■ **Stated exercise**
Rescale the listing from the line with "dark jacket and give me its bounding box." to the line with "[375,222,384,248]", both included, and write out those lines again with the requests unchanged. Multiply every bounding box coordinate by 1.8 and round to whole numbers, rounding halves up, and give only these lines.

■ **Dataset content**
══════════════════════════════

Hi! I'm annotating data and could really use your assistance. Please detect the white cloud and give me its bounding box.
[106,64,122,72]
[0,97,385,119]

══════════════════════════════

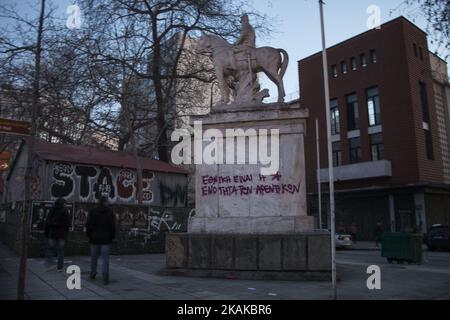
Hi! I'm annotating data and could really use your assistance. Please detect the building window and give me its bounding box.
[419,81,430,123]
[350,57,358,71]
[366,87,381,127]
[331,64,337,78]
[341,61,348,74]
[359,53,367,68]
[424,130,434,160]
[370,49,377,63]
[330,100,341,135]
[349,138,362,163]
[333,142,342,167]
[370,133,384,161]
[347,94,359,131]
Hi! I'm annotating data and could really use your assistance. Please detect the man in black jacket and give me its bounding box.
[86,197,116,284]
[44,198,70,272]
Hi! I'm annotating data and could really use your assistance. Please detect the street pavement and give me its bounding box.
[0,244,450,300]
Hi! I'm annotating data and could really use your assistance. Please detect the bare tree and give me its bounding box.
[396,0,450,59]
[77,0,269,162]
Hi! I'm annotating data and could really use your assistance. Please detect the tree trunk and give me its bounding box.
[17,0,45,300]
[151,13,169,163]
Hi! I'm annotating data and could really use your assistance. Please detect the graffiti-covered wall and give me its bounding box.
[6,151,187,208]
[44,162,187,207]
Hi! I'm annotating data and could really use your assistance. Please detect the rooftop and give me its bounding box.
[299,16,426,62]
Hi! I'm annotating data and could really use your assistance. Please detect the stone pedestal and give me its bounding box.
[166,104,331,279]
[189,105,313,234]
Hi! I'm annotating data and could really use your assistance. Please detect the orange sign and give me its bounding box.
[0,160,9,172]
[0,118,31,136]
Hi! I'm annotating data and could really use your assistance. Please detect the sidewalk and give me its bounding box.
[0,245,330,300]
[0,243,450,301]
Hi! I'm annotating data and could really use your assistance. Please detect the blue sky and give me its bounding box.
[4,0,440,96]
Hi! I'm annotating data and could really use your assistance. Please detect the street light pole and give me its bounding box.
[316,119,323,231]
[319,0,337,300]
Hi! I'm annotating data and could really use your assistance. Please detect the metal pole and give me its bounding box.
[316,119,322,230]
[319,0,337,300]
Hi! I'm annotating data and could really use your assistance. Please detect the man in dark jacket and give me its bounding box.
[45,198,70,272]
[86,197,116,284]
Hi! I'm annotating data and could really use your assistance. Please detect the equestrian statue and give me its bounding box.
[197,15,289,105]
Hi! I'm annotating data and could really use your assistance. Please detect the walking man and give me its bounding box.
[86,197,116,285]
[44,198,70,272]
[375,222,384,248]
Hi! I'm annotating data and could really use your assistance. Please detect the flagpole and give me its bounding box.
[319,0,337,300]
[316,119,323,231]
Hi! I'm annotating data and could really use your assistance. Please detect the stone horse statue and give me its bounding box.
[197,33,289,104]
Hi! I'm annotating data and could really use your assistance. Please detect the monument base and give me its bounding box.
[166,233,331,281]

══════════════════════════════

■ **Exercise response**
Hi! I'm annotating data and could really use your assistance. Please detect the man in dark jacket and give me its bounding box.
[81,356,126,490]
[155,355,209,511]
Hi! I'm annotating data and could really use your assistance. Please detect the equestrian statue and give me its bounding box.
[355,27,520,189]
Hi! I'm annotating data and could really use your assistance. Please detect the walking man and give me its bounding box.
[155,355,209,513]
[79,356,126,490]
[675,400,691,446]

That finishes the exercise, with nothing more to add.